[[ Provided text, beginning ]]

Shinrin-yoku is the Japanese practice of immersing yourself in a forest to enhance your mental and physical well-being.
Imagine. An expanse of trees as far as your eyes can see. The rustle of leaves, the trill of birds, the mesmerizing sounds of a waterfall. A soft breeze touches your skin. The forest envelopes you and you take a deep breath and release it slowly.
Your body responds by taking down your blood pressure, it stops releasing the stress hormone cortisol, your heart rate slows. You are taking a forest bath.
Forest bathing, also known as shinrin-yoku, is the practice of immersing yourself in a forest environment to engage with nature with all the senses.
“It’s a sensory immersion in the ambiance of a forest,” explains Jackie Kuang, general manager at the Association of Nature and Forest Therapy Guides and Programs in Prescott, Arizona.

[[ Provided text, end ]]

Work instructions
1. Return the forest bathing passage from "Imagine. An expanse" up to and including "all the senses.".
2. State whether each statement agrees with the forest bathing passage, answering yes or no and quoting the deciding words: (a) Forest bathing is another name for shinrin-yoku. (b) Jackie Kuang works in Portland, Oregon. (c) In a forest bath, the body releases more cortisol.
The records have no connection to the forest bathing passage.

[[ Given records, beginning ]]

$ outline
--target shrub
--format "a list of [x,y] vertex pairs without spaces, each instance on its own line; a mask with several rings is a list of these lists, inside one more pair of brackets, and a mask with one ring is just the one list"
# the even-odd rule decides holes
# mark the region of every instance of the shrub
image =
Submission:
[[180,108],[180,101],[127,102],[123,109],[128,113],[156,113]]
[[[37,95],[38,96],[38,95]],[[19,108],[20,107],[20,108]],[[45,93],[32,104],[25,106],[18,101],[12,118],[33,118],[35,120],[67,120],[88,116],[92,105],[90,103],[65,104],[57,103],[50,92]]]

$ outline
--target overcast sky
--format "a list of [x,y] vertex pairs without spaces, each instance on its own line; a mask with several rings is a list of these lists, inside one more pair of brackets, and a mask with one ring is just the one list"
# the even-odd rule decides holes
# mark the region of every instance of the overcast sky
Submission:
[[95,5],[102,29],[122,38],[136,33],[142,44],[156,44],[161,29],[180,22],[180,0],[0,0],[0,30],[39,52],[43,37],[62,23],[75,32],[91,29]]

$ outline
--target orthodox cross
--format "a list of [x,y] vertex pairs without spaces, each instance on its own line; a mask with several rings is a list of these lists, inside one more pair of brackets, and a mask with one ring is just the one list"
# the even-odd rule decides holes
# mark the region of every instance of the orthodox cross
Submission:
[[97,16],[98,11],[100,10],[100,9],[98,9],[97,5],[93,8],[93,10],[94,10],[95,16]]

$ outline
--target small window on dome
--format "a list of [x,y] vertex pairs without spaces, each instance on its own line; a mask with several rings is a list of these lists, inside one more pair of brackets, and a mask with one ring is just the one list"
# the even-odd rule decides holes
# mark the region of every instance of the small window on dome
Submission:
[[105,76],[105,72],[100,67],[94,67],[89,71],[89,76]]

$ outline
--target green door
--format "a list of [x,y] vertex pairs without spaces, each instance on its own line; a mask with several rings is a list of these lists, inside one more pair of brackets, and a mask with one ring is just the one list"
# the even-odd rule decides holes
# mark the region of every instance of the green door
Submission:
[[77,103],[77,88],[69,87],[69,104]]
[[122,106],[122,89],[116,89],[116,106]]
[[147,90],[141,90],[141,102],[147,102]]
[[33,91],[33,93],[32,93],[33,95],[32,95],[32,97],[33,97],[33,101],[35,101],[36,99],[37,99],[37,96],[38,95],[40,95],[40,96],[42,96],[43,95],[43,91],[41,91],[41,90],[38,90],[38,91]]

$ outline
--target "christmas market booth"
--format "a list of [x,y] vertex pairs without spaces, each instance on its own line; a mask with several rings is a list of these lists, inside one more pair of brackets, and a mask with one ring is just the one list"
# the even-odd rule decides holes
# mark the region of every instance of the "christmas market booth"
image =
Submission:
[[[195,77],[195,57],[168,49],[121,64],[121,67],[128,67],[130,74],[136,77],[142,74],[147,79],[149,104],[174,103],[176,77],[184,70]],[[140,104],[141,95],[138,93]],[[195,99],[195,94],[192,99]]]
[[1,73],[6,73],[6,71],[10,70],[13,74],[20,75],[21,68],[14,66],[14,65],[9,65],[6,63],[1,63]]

[[ Given records, end ]]

Solutions per task
1.
Imagine. An expanse of trees as far as your eyes can see. The rustle of leaves, the trill of birds, the mesmerizing sounds of a waterfall. A soft breeze touches your skin. The forest envelopes you and you take a deep breath and release it slowly.
Your body responds by taking down your blood pressure, it stops releasing the stress hormone cortisol, your heart rate slows. You are taking a forest bath.
Forest bathing, also known as shinrin-yoku, is the practice of immersing yourself in a forest environment to engage with nature with all the senses.

2.
(a) Yes: "Forest bathing, also known as shinrin-yoku"
(b) No: "in Prescott, Arizona"
(c) No: "it stops releasing the stress hormone cortisol"